• EXERCISE DETAILS
Copy each of the following records word for word.

• RECORDS PROVIDED
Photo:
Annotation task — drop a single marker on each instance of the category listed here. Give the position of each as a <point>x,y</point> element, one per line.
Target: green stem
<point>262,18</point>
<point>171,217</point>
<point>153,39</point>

• OUTPUT OF THE TASK
Photo:
Annotation task — drop a single marker on each instance of the category listed here. Give the position of each as a <point>x,y</point> element, one per line.
Target: green stem
<point>262,18</point>
<point>171,217</point>
<point>153,39</point>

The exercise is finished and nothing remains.